◆ Pedido escrito a
Liste as peças em que, segundo o trecho abaixo sobre um carro que falasse, persiste a insistência em ter etiquetas e metais.

◆ Trecho exibido
Se meu carro falasse, logo quando acionasse o controle anexo à chave, abrindo-o, ele já diria todo espetado: Corta essa unha que controle não é à prova de garras, onça pintada suburbana e, nem tem seguro contra arranhões. Custa caro uma reposição original de chave.
Ao sentar não exitaria em dizer que os bancos, não são á prova de jeans abarrotados de etiquetas e metais e que já estão fora de moda, apesar da insistência em tê-los em bolsas, calças, jaquetas, um tipo "dente de ouro em cigano" tão preso ao passado: cigano agora usa porcelana e lentes.
Diria ainda que sou temperamental, no quesito ouvir músicas então. Aliás, de uns tempos pra cá anda bem diversificado o seu tipo musical, mocinha: vai de clássica à sofrência, sem dó e nem piedade, terminando com sai, sai, sai da minha frente. Das lágrimas ao riso estérico.
Que o meu pé é quente e que acelerador de veículo não funciona como a mente: mente acelerada tem remédio, carro acelerado, reação desordenada, incontrolavelmente inseguro. Por falar em seguro, o meu vence na sexta-feira louca do feriado, vê se antecipa a renovação, tem desconto de não utilização, não acaba com ele nas suas viagens interpanetárias os pensamentos inonimados e ao vasto mundo de captação de problemas para pensar em soluções imediatas em local e hora impróprios.

◆ Pedido escrito b
Dê como uma lista JSON de strings, uma string por linha e sem linhas em branco, as linhas das entradas abaixo, começando na primeira linha das entradas e parando depois da linha que contém "output: a single".

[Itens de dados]
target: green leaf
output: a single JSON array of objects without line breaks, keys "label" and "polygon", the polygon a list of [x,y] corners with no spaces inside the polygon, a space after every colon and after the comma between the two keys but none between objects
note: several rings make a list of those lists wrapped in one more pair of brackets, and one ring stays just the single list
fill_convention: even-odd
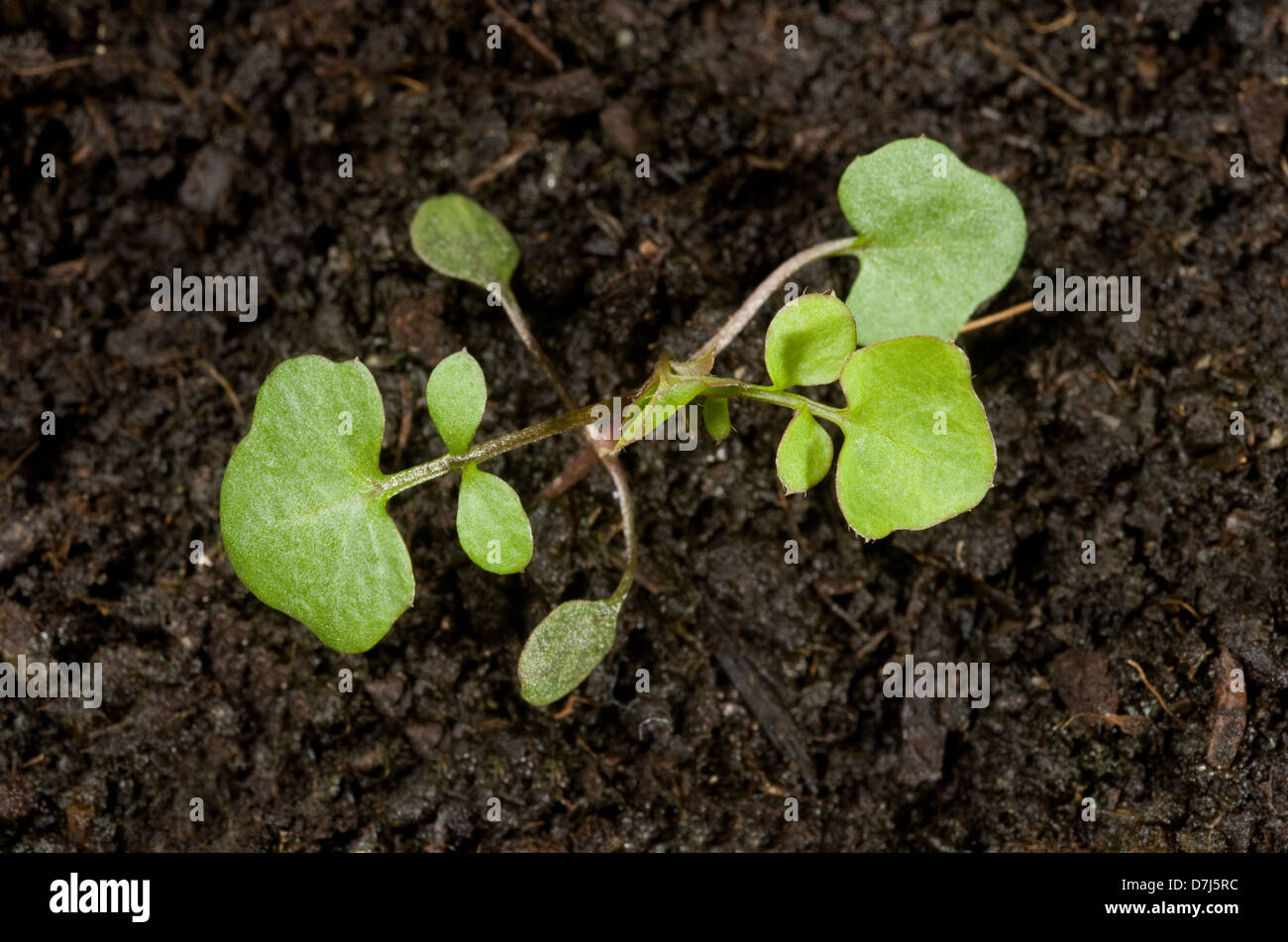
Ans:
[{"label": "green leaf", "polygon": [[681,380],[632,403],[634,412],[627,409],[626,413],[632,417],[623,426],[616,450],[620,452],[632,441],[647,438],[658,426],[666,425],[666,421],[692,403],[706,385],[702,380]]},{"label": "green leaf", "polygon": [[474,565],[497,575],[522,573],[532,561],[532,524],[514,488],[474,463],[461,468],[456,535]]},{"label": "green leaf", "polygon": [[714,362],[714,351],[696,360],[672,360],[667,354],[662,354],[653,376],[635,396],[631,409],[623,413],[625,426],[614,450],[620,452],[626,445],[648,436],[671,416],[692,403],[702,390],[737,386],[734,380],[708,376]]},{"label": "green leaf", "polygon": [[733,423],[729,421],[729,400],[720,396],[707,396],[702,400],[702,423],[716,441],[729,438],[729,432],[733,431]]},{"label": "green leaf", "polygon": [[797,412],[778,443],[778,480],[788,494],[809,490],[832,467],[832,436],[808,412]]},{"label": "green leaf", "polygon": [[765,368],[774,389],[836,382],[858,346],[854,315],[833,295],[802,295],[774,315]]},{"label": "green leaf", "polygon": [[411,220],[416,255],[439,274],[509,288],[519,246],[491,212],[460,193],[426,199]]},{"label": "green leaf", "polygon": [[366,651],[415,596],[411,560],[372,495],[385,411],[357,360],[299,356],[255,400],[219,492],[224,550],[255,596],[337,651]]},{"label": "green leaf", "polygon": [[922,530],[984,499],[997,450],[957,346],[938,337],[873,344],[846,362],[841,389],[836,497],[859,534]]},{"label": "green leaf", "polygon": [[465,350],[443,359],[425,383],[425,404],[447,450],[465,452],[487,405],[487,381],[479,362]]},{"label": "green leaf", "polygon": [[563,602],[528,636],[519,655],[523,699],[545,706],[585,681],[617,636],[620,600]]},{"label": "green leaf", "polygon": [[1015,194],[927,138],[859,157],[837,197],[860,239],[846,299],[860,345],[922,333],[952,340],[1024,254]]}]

◆ Resposta final a
bolsas, calças, jaquetas

◆ Resposta final b
[
  "target: green leaf",
  "output: a single JSON array of objects without line breaks, keys \"label\" and \"polygon\", the polygon a list of [x,y] corners with no spaces inside the polygon, a space after every colon and after the comma between the two keys but none between objects"
]